Seitenauszug:
- - - - -

Das Ehepaar Steinmeier und der Papst müssen sich gut verstanden haben, obwohl Europa nicht das Hauptthema von Franziskus ist. Der Konvoi mit dem dunkelgrauen Lancia traf erst eine halbe Stunde nach der Zeit im Programmheft bei Paolo VI ein. Wir hatten bereits Mineralwasser und Espresso getrunken und mehrfach dem Glockenspiel des Doms gelauscht.

Kurz nach 12 lauschten wir dann auf das Presse-Statement des Bundespräsidenten. Es sei um viele Themen von der Flüchtlingspolitik bis hin zur Kooperation von evangelischen und katholischen Christen gegangen. Auch das Wahlergebnis sei zur Sprache gekommen. Dass Statement kann hier angeschaut werden.

- - - - -

[Einträge zur Lage von Objekten in Bildern]
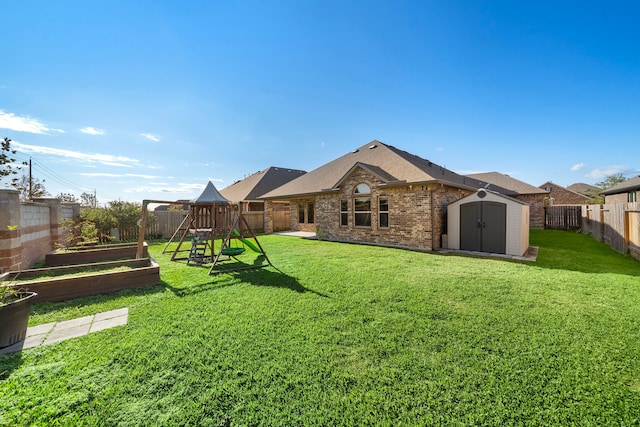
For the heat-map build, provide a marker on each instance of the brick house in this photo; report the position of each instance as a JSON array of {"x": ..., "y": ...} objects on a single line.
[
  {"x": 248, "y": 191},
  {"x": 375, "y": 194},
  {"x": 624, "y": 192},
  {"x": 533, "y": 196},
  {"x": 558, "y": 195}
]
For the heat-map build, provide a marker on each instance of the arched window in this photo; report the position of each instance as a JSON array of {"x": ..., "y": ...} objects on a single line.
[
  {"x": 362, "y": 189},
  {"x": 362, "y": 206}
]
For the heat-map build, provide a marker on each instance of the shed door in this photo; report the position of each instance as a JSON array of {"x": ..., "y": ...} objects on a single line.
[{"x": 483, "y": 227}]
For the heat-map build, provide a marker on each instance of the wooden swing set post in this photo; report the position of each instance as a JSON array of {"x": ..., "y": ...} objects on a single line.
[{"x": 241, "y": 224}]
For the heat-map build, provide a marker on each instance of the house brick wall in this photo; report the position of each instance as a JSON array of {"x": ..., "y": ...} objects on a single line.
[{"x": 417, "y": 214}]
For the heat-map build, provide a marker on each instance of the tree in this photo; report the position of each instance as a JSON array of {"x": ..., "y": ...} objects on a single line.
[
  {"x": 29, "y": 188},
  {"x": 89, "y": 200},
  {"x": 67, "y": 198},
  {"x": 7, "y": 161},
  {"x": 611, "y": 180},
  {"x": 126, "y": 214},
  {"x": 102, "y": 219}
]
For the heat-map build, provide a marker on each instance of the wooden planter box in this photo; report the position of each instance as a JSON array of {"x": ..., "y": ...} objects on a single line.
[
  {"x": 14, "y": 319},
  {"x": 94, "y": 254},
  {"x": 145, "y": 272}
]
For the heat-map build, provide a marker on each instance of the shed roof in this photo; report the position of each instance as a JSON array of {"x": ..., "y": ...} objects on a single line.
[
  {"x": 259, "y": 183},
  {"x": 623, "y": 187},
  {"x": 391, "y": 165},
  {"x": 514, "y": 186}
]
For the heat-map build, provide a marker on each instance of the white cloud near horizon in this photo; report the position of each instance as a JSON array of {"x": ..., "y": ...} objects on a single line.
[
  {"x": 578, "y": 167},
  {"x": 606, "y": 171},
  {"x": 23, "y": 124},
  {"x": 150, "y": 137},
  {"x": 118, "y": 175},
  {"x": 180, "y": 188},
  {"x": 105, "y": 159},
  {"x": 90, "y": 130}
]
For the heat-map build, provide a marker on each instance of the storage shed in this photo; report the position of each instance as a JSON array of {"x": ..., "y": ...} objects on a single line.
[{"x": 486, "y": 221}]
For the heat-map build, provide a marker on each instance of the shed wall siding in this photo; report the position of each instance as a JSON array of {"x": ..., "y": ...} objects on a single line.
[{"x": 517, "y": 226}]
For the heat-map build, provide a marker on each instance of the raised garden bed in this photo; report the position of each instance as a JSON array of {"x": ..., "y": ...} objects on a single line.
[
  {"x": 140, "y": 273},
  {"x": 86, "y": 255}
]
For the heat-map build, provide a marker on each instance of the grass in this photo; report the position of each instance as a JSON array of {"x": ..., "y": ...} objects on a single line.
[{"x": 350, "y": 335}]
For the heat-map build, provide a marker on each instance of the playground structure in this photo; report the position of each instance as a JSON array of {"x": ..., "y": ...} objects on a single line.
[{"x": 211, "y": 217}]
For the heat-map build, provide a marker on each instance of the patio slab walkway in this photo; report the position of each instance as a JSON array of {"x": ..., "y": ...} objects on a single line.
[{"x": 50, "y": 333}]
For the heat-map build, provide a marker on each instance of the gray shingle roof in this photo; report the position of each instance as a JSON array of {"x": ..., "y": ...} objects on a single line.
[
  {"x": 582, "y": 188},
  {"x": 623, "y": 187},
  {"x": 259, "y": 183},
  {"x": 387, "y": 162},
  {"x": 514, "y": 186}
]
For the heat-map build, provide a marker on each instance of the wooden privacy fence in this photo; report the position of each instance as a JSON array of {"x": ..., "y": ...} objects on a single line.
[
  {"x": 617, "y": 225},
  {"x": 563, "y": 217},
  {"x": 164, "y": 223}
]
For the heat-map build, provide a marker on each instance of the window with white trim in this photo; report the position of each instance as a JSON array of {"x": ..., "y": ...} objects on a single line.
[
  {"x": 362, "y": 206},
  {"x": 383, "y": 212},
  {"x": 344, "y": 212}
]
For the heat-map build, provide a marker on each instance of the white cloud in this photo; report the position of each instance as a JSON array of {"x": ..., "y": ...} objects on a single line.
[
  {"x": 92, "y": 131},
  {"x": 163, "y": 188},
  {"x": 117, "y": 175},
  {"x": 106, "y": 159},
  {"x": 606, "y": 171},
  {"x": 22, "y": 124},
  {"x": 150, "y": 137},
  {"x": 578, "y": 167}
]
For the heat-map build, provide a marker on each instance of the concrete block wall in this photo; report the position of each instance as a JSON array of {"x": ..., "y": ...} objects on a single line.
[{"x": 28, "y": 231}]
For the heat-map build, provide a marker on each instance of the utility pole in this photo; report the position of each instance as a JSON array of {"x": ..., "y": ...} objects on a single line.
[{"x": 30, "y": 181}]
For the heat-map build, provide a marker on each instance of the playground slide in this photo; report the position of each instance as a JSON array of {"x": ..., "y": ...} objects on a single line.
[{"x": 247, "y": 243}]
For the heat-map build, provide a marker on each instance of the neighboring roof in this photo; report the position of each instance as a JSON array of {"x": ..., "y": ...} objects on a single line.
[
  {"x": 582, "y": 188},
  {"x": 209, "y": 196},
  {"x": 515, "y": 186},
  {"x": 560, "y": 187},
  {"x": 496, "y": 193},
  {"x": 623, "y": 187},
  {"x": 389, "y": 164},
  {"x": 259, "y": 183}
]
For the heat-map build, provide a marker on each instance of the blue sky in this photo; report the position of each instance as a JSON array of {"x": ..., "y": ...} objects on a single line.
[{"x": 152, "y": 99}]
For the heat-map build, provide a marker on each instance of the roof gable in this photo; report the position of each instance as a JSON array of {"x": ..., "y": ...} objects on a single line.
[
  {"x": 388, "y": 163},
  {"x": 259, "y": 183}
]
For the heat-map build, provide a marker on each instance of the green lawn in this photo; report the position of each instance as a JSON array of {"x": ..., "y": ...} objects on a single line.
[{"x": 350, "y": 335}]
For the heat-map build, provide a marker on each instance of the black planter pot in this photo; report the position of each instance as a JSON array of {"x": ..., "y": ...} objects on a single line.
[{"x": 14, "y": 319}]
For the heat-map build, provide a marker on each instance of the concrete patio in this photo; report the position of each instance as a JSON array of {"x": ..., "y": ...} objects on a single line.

- - - - -

Schreibaufgabe A: Zitiere aus dem Bericht über den Papstbesuch wörtlich: Fang bei den Worten „Kurz nach 12“ an und hör nach „hier angeschaut werden.“ auf.
Schreibaufgabe B: Übersetze diesen Satz aus dem Bericht über den Papstbesuch ins Englische: „Auch das Wahlergebnis sei zur Sprache gekommen.“
Schreibaufgabe C: Schreib den Bericht über den Papstbesuch nach seinem letzten Satz weiter.
Die Einträge braucht man hier nicht.

Ausgabe A:
Kurz nach 12 lauschten wir dann auf das Presse-Statement des Bundespräsidenten. Es sei um viele Themen von der Flüchtlingspolitik bis hin zur Kooperation von evangelischen und katholischen Christen gegangen. Auch das Wahlergebnis sei zur Sprache gekommen. Dass Statement kann hier angeschaut werden.

Ausgabe B: The election result was also said to have come up.

Ausgabe C:
Bundespräsident Steinmeier Vatikan Papst-Audienz Rom
Rede: Frank-Walter Steinmeier bei Sant'Egidio
Anschließend ging es wieder mit Blaulicht und Signalhorn durch die engen Straßen von Rom. Die mehr als dreizehn Fahrzeuge sorgten für Aufsehen bei Touristen und Römern. Nächste Station: Sant'Egidio. Wir hielten an einem malerischen Platz mit Brunnen, Restaurants und pulsierendem Stadtleben.

Der Präsident und Elke Büdenbender nutzten den Vordereingang. Wir hingegen liefen durch den romantischen Garten und gelangten von der anderen Seite in die sakralen Räume dieses weltweit agierenden Hilfswerkes. Der Präsident und der Gründer von Sant'Egidio freuten sich über den Gast, der auch hier eine Rede hielt. Die folgenden Gespräche an den Tischen waren als "kein Pressetermin" deklariert und dürfen hier nicht zitiert werden.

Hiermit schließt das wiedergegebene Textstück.